<<<<

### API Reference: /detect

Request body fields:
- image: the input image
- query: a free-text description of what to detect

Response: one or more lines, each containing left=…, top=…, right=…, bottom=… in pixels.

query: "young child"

>>>>

The required result is a verbatim copy of all the entries.

◆ **THE COMPLETED TASK**
### API Reference: /detect

Request body fields:
- image: the input image
- query: a free-text description of what to detect

Response: one or more lines, each containing left=…, top=…, right=…, bottom=… in pixels.

query: "young child"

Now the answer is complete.